→ Text passage
* Start *

Faking up the Charm…

There is a kerfluffle going on in the blogosphere over how support staff should be treated. I’m just going to pause here and say WTF???

You should treat everyone that you work with (and everyone that you interact with in general in the other parts of your life) with kindness, respect and the benefit of the doubt. Even people who are rude to you. Period. You don’t need to go about this with fakery and stealth, like our beloved Comrade Physioproffe confesses to do:

Example: I like to eat a few hard candies every day after lunch, but I don’t want to keep them in my office, because then I pound them instead of just eating a few. So I keep a dish in our department business office stocked with candies that I buy, and every day after lunch, I pop into the office to grab a few. While I am in there, I say hello to the admins, and make small talk for a few minutes.

So why should you bother? Because it is the right thing to do. Not because your job might be made easier (and for the record I don’t think this is what CE really meant), not because you think you should, but because it is the right thing to do. I don’t know how to explain it any more simply than that.

I have a special ire for people who think that because of their profession or position they are ‘above’ people in other professions or positions and they act accordingly. The kind woman who empties the trash can in my office works every bit as hard as I do- and I’ve had every advantage. The compliance officer, who I often spar with over the rules, has a job that is amazingly difficult in ways totally different from my job, and a totally unenviable one at that. What we all have in common is that we are all trying to do our best at our jobs and for the competing demands of our various lives.

NIH to allow explanation of lags in productivity… Finally!!

I’d like to post the text of a letter that I wrote and sent in early 2008, to Dr. Vivian Pinn, Director of the Office of Research on Women’s Health at NIH. The back story is that I was fortunate enough to meet Dr. Pinn at an event on my campus – during a small group session I mentioned the stoppage of tenure clocks is useless for women in science, without an equivalent stoppage of the NIH clock or some way to explain gaps in productivity to reviewers. I was delighted to see that this suggestion, which I am certain has also been made by many, many others, has finally been acted upon. Three cheers NIH, you have my eternal gratitude.

Dear Dr. Pinn-

I don’t mean to crowd up your email inbox, but you asked me to send you an email regarding the suggestion that I made during the faculty discussion following your talk at my institution several weeks ago (January 2008).  I’m sorry it has taken me some time to finally get to this.

* End *

→ Items from a data source
* Start *

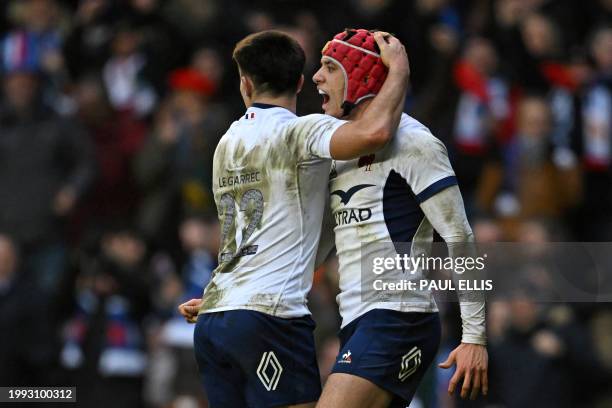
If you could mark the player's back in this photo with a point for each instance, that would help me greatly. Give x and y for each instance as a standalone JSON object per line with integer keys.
{"x": 376, "y": 199}
{"x": 269, "y": 185}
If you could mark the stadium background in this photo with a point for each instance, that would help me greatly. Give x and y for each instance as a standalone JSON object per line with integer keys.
{"x": 110, "y": 114}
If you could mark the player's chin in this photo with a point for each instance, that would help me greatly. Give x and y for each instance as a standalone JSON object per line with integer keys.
{"x": 332, "y": 110}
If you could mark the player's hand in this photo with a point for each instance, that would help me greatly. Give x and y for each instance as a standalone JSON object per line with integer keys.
{"x": 392, "y": 52}
{"x": 189, "y": 310}
{"x": 472, "y": 363}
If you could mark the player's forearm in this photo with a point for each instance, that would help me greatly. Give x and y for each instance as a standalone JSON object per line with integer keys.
{"x": 382, "y": 117}
{"x": 446, "y": 213}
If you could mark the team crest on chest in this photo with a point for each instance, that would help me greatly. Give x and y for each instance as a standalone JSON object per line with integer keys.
{"x": 366, "y": 161}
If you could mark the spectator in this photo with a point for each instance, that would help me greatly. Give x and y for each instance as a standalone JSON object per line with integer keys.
{"x": 127, "y": 88}
{"x": 540, "y": 188}
{"x": 103, "y": 341}
{"x": 45, "y": 169}
{"x": 174, "y": 168}
{"x": 117, "y": 137}
{"x": 596, "y": 141}
{"x": 482, "y": 109}
{"x": 27, "y": 349}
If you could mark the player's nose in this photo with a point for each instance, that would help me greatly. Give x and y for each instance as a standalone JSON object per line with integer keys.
{"x": 317, "y": 78}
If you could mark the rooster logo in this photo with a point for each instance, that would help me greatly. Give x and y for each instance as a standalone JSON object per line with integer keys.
{"x": 345, "y": 197}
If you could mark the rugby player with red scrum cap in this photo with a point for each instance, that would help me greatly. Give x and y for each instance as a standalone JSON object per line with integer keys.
{"x": 402, "y": 193}
{"x": 254, "y": 336}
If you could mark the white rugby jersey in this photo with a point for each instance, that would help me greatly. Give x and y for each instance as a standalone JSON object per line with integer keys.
{"x": 376, "y": 199}
{"x": 269, "y": 182}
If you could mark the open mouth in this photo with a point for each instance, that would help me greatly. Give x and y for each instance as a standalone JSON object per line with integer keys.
{"x": 325, "y": 97}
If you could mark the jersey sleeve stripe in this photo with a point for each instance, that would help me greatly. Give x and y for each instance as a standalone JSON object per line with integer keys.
{"x": 436, "y": 187}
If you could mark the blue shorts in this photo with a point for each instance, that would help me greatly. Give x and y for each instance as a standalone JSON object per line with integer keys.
{"x": 251, "y": 359}
{"x": 391, "y": 349}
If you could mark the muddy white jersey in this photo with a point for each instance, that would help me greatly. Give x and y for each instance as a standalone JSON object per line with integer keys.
{"x": 269, "y": 186}
{"x": 377, "y": 199}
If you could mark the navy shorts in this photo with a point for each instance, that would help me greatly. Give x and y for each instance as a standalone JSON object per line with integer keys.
{"x": 251, "y": 359}
{"x": 391, "y": 349}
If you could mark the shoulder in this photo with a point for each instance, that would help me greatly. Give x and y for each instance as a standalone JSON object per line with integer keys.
{"x": 414, "y": 138}
{"x": 307, "y": 121}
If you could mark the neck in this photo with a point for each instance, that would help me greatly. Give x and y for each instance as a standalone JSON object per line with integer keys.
{"x": 358, "y": 111}
{"x": 284, "y": 101}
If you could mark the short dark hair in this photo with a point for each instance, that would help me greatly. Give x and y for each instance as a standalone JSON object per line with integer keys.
{"x": 272, "y": 59}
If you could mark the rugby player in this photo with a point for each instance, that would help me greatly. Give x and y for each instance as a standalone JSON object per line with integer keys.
{"x": 402, "y": 193}
{"x": 254, "y": 336}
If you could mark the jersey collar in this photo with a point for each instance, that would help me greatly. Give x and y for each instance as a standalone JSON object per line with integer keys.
{"x": 264, "y": 106}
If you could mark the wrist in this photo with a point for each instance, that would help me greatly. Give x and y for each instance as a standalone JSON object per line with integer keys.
{"x": 400, "y": 69}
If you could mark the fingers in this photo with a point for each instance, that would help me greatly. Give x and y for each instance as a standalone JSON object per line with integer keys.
{"x": 454, "y": 381}
{"x": 449, "y": 361}
{"x": 381, "y": 39}
{"x": 190, "y": 309}
{"x": 467, "y": 381}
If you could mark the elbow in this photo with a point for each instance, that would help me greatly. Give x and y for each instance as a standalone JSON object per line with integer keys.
{"x": 378, "y": 138}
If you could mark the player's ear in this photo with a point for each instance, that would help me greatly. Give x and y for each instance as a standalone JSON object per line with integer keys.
{"x": 300, "y": 84}
{"x": 246, "y": 85}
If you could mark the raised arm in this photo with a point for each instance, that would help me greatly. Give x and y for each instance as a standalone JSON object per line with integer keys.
{"x": 378, "y": 124}
{"x": 445, "y": 212}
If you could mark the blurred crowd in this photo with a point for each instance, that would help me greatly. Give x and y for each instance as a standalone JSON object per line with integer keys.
{"x": 109, "y": 117}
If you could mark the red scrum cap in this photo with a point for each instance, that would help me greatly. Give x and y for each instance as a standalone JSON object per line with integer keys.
{"x": 355, "y": 51}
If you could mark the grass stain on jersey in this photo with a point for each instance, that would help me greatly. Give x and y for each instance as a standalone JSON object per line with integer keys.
{"x": 212, "y": 296}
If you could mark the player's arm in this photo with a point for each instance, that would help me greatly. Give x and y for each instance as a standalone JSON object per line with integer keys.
{"x": 327, "y": 241}
{"x": 445, "y": 211}
{"x": 380, "y": 120}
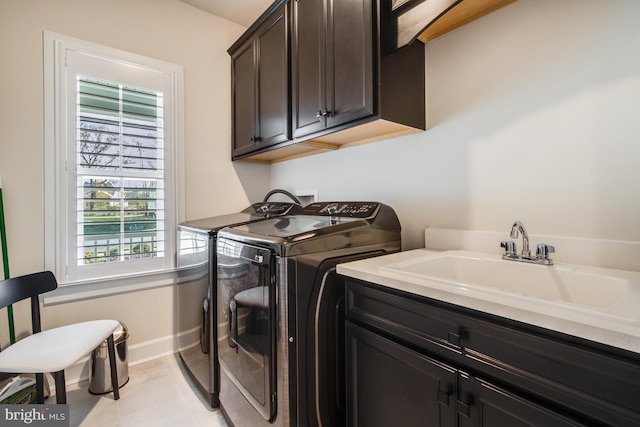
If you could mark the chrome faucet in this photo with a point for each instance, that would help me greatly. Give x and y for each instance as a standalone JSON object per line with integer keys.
{"x": 518, "y": 228}
{"x": 542, "y": 250}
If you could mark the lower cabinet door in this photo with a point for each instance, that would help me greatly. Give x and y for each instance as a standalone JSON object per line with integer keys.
{"x": 391, "y": 385}
{"x": 484, "y": 404}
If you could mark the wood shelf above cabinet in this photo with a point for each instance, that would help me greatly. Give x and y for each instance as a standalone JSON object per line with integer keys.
{"x": 461, "y": 14}
{"x": 362, "y": 134}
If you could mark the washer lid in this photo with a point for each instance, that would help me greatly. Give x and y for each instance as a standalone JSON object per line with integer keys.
{"x": 255, "y": 212}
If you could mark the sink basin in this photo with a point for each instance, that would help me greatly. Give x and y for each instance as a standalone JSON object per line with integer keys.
{"x": 589, "y": 289}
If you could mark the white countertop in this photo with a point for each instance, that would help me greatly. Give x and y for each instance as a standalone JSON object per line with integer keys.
{"x": 617, "y": 334}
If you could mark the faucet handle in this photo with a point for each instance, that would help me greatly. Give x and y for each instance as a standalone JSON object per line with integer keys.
{"x": 543, "y": 251}
{"x": 509, "y": 247}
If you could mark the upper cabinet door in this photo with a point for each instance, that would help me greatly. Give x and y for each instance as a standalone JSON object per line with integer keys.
{"x": 350, "y": 65}
{"x": 244, "y": 107}
{"x": 332, "y": 64}
{"x": 308, "y": 73}
{"x": 260, "y": 76}
{"x": 273, "y": 80}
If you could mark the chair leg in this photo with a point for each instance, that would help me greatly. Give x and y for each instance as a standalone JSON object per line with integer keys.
{"x": 40, "y": 389}
{"x": 111, "y": 348}
{"x": 61, "y": 389}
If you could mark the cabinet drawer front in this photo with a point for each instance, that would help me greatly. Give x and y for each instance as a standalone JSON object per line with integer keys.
{"x": 598, "y": 384}
{"x": 391, "y": 385}
{"x": 586, "y": 378}
{"x": 427, "y": 327}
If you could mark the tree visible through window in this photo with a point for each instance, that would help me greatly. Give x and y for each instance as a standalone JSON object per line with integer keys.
{"x": 111, "y": 120}
{"x": 119, "y": 172}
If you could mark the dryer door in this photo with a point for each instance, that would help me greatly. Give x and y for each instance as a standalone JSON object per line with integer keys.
{"x": 247, "y": 312}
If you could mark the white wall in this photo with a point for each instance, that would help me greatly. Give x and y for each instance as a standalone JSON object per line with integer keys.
{"x": 533, "y": 114}
{"x": 167, "y": 30}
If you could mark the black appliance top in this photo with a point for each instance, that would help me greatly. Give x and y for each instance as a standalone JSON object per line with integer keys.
{"x": 255, "y": 212}
{"x": 322, "y": 226}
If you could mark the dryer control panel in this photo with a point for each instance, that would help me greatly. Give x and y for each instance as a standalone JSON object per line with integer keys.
{"x": 362, "y": 210}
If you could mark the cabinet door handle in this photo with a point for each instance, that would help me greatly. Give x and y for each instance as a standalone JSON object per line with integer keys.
{"x": 443, "y": 398}
{"x": 464, "y": 409}
{"x": 454, "y": 338}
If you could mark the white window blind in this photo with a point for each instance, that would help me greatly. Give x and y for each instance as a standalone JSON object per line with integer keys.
{"x": 120, "y": 173}
{"x": 111, "y": 170}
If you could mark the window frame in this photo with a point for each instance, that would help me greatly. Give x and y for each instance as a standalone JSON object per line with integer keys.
{"x": 56, "y": 47}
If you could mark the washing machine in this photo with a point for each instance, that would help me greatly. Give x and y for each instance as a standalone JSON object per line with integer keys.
{"x": 281, "y": 311}
{"x": 196, "y": 294}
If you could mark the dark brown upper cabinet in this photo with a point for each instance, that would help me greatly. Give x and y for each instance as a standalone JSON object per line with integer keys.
{"x": 260, "y": 85}
{"x": 338, "y": 73}
{"x": 332, "y": 64}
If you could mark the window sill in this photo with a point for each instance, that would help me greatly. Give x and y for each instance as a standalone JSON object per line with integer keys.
{"x": 108, "y": 287}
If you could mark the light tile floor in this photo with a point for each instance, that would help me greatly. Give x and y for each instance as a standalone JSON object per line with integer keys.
{"x": 158, "y": 394}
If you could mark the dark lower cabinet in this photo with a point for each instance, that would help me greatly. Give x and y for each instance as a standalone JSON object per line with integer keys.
{"x": 414, "y": 361}
{"x": 391, "y": 385}
{"x": 483, "y": 404}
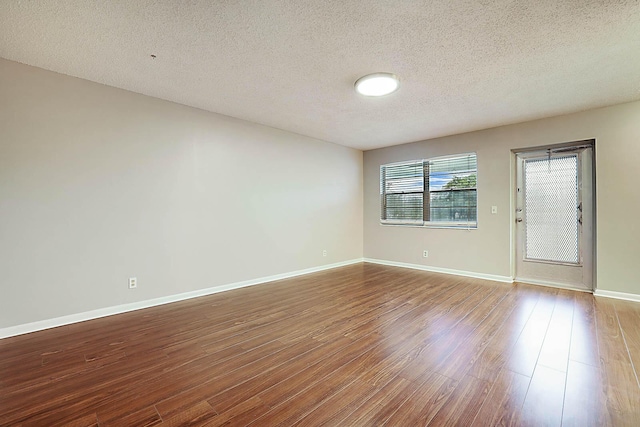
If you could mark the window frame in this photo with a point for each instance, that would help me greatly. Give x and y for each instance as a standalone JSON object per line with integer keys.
{"x": 426, "y": 195}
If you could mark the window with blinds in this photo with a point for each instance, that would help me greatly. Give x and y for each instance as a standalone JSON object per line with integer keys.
{"x": 438, "y": 192}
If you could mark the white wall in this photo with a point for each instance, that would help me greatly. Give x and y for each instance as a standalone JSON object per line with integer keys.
{"x": 99, "y": 184}
{"x": 487, "y": 249}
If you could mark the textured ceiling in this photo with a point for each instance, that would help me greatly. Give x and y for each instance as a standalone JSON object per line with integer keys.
{"x": 464, "y": 65}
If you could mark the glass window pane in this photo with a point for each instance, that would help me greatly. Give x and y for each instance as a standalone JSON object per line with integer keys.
{"x": 404, "y": 206}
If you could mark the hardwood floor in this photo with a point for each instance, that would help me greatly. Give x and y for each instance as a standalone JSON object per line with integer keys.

* End *

→ To-do list
a) According to the blog text, what three things should you treat everyone with? List them.
b) Answer these questions from the blog text:
(i) In the quoted example, what is kept in a dish in the department business office?
(ii) To whom did the writer send a letter in early 2008?
(iii) In what month and year was the talk at the writer's institution?

→ Problem solutions
a) Kindness, respect, and the benefit of the doubt.

b)
(i) Candies, bought by the person quoted.
(ii) Dr. Vivian Pinn, Director of the Office of Research on Women's Health at NIH.
(iii) January 2008.